RAW DATA:
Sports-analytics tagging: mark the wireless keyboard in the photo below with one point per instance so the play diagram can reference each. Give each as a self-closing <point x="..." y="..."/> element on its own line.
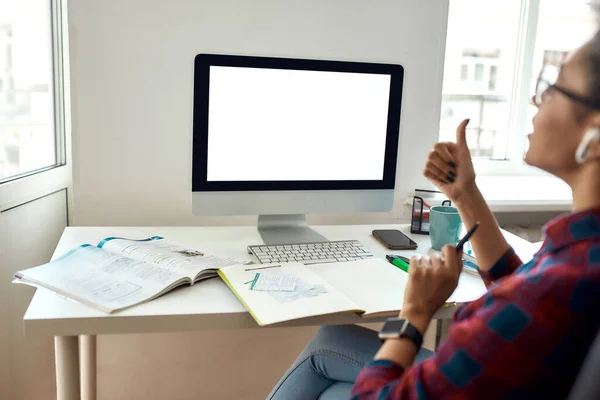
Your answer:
<point x="311" y="253"/>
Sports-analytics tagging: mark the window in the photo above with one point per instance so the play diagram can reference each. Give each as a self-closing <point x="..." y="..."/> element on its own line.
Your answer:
<point x="494" y="52"/>
<point x="28" y="123"/>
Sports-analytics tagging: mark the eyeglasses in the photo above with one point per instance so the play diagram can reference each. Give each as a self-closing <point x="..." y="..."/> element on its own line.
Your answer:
<point x="547" y="82"/>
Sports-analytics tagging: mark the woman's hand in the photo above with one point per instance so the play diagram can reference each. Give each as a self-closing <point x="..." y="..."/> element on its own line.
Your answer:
<point x="450" y="168"/>
<point x="430" y="282"/>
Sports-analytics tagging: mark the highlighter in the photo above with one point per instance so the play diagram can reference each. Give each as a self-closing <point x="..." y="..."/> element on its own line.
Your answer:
<point x="398" y="262"/>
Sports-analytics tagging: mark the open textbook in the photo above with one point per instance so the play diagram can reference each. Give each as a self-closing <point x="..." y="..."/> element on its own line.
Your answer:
<point x="276" y="293"/>
<point x="119" y="273"/>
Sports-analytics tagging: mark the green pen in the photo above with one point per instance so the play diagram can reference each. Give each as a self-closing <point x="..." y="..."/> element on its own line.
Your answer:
<point x="398" y="262"/>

PROBLEM STATEMENT: What is needed here is an exact copy of all the entries, without the pictures.

SOLUTION:
Sports-analytics tagging: mark the wireless keyboard in the photo below with one point per instance so the play diagram can reference each. Give each as a self-closing <point x="..." y="..."/> element on its own line.
Your answer:
<point x="311" y="253"/>
Sports-analytics tagging: mark the window in the photo above with one point per instance so the play diagram can reference each. Give each as a self-closing <point x="..." y="..."/> element on its own line.
Your answer:
<point x="494" y="52"/>
<point x="28" y="123"/>
Sports-analytics tagging: mark the eyeglasses in the photo above with one point per instance so the play diagram can reference each. Give each as a self-closing <point x="..." y="..."/> element on its own line.
Your answer:
<point x="547" y="82"/>
Sports-analytics tagging: mark the woman's hand in the photo above with one point per instance so the play diagram can reference each. Give each as a self-closing <point x="..." y="..."/> element on its own line.
Your answer:
<point x="450" y="168"/>
<point x="430" y="282"/>
Sports-analytics tagging: mark the highlighter in the photo above with one point per instance so the play diagram can reference each. Give each as a self-closing <point x="..." y="..."/> element on its own line.
Your answer:
<point x="398" y="262"/>
Sports-analytics tagging: mark the open textbook in the photo above with one point per instance so the play diagram can reference each. Give each as a self-closing <point x="..." y="..."/> element on its own line.
Your answer:
<point x="276" y="293"/>
<point x="119" y="273"/>
Sports-analytics tagging: mark the green pen in the photo above with one point per instance so the play diagram can reference each. Give each as a self-closing <point x="..." y="..."/> element on its own line.
Your answer:
<point x="398" y="262"/>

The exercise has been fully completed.